Text provided ▸
===============

I wanted to get feedback on the code I've written thus far before I start testing everything. I'm worried it might be too complicated / brittle to maintain.

I also chose to blow away the entire existing environment rather than resetting the variables with new values. Not sure if that's what we want.

@jigold
Copy link
Contributor Author

jigold commented Jul 21, 2023

In GCP, this code will check remote_tmpdir existence, compatibility with regions, and assign service account permissions. Same with the artifact registry.

@jigold
Copy link
Contributor Author

jigold commented Jul 24, 2023

@daniel-goldstein When you get a chance, I'd appreciate your high level opinion on this addition before I start thoroughly testing everything. Goal is to have something before the ATGU Welcome Workshop September 5th. I know the import locations are an issue in initialize.py.

I mainly want feedback on whether the code passes the high level smell test and whether I've over designed this with too many checks and prompts or am forgetting something that would be nice to check for.

@daniel-goldstein
Copy link
Contributor

This is super cool! I am a big fan of the idea and the overall approach, particularly when it comes to setting up the tmp bucket and getting the permissions on it correct. Here's my high level thoughts. Sorry for the wall of text but I found these a little hard to articulate.

Regarding number of prompts

I think this is my primary concern. There's a lot of great automation here, but it's a lot right off the bat. I think what this is aiming to do is make it quick and simple to start running batches and every time someone has to stop and ask someone a question as to how they should respond to some prompt that process gets longer and more complicated. I think it's worth considering what the first batch people should run might be and design for a minimal first experience. IMO, a temp bucket is an absolutely crucial piece of configuration before you can do anything interesting and configuring a temp bucket is something that hailctl can easily be very opinionated about. Container registry… I feel like there's harder questions there, and you can run a lot of cool batches before having to worry about provisioning your own. It's also not actually a part of the hailctl config (unless something has changed recently) so it feels a little unusual in this flow. I still think that it is helpful to set people up with an AR and keep them from footguns, but maybe that can go in a separate command that the initial init command points to once you're done? Something along the lines of "if you get to the point where you need to upload custom container images, you can use hailctl to set up a registry"?

===============

Data supplied ▸
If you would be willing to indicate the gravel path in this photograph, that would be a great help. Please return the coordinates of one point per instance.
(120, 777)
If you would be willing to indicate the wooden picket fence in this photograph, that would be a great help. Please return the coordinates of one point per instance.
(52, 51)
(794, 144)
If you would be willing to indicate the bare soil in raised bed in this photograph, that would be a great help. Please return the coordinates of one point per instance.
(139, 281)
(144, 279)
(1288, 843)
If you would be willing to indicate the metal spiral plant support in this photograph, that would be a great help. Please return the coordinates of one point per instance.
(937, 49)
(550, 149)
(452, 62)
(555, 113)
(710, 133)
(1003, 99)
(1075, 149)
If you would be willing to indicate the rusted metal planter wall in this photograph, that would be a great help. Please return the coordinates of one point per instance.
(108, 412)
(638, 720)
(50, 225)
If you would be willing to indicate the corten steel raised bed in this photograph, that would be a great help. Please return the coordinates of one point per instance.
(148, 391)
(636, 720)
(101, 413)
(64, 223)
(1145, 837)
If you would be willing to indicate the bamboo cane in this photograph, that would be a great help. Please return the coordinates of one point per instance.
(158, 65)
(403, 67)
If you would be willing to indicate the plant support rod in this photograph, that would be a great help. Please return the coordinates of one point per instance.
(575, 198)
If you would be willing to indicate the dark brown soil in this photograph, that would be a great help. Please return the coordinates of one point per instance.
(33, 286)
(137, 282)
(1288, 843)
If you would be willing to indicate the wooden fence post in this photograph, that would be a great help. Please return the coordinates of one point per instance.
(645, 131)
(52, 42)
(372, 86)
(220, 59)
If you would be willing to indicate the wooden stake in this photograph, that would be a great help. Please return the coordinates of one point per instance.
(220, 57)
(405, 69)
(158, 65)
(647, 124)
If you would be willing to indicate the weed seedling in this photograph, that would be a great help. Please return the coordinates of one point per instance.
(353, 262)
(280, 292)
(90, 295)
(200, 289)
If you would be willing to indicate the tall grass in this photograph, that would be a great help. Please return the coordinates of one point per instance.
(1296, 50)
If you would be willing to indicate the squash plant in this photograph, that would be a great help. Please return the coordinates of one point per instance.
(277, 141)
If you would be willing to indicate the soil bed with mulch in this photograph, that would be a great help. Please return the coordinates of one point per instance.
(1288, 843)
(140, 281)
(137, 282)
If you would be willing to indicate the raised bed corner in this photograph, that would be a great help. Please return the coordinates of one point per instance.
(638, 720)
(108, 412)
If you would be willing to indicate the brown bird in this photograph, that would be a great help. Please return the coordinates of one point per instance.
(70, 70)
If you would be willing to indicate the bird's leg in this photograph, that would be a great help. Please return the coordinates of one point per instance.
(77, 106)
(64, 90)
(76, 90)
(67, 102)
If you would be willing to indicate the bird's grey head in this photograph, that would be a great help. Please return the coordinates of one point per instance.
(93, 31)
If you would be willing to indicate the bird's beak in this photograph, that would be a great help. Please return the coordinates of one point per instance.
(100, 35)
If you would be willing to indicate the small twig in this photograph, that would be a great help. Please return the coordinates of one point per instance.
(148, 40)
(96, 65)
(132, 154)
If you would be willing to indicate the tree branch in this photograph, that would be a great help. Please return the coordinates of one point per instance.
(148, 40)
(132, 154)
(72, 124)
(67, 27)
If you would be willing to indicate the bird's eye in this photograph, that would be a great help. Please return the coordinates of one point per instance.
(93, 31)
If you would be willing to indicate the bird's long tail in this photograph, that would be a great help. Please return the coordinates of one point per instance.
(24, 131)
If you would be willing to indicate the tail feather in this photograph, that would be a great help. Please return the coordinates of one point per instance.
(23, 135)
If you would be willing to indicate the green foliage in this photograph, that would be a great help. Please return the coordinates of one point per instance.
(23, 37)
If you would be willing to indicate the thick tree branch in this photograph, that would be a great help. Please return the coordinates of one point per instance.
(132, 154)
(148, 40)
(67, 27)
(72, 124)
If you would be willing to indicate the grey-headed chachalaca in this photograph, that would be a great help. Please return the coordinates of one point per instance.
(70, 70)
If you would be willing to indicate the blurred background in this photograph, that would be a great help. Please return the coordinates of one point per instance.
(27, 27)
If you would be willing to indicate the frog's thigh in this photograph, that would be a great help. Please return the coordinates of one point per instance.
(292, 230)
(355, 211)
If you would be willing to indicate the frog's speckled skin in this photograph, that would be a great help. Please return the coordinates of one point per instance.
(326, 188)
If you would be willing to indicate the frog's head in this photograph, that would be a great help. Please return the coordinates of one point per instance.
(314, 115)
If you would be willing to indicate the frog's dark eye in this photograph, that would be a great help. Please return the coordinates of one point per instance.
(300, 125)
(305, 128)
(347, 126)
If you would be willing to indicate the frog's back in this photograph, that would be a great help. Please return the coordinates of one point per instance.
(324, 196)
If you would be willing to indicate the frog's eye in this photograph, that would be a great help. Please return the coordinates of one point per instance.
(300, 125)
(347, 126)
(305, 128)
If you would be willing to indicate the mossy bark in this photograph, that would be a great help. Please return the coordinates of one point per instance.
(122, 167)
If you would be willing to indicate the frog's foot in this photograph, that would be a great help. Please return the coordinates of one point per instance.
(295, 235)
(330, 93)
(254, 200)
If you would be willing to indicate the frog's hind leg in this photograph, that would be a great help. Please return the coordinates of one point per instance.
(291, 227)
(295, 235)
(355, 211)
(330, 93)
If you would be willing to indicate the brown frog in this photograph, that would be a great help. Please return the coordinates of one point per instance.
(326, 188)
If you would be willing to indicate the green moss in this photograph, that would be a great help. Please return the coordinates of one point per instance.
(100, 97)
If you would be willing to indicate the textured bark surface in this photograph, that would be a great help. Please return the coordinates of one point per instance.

===============

What you need to do ▸
1. In the code review thread, rewrite the part that opens with the words "jigold commented Jul 24, 2023" and closes with "to check for.", putting "input" in place of "feedback".
2. Write the next part of the code review thread, picking up after its final sentence.

Written answers ▸
1.
jigold commented Jul 24, 2023

@daniel-goldstein When you get a chance, I'd appreciate your high level opinion on this addition before I start thoroughly testing everything. Goal is to have something before the ATGU Welcome Workshop September 5th. I know the import locations are an issue in initialize.py.

I mainly want input on whether the code passes the high level smell test and whether I've over designed this with too many checks and prompts or am forgetting something that would be nice to check for.

2.
Another thing that gives me a little pause is the wording around google projects. I get that you need one to create a bucket, but I think we should just make sure to steer clear of the implication that you are "selecting a GCP project to use for Hail Batch", because that implies some link or ownership that isn't there. But I think there's a quick fix here: for a given resource that we are creating for hail use, like the temp bucket, ask for the name first and then ask which project it should be created in, using the projects listed in gcloud as choices with the option to write in your own.

Regarding number of checks

I think it'd be good to avoid warnings when possible. From looking at this I see a pattern of

  1. Ask a leading question
  2. Emit a warning if the user selects the alternative option instead of the suggested option

I think I would prefer instead to ask a leading question and in the prompt explain why the alternative option might be undesirable. Then when they make a decision just move on.

On a broader note, I think we should focus on having good documentation and linking to it over having perfectly thorough
explanations in the CLI. At some point in an interactive setup if it gets longwinded I start spamming enter, but if it was quick and at the end it said something to the effect of: "Your current configuration could result in excess cloud cost. See the documentation about common pitfalls and how to avoid them", I might decide to read through that FAQ with a more discerning eye. This is just my opinion though, I would be curious to see if other folks disagree regarding the UX.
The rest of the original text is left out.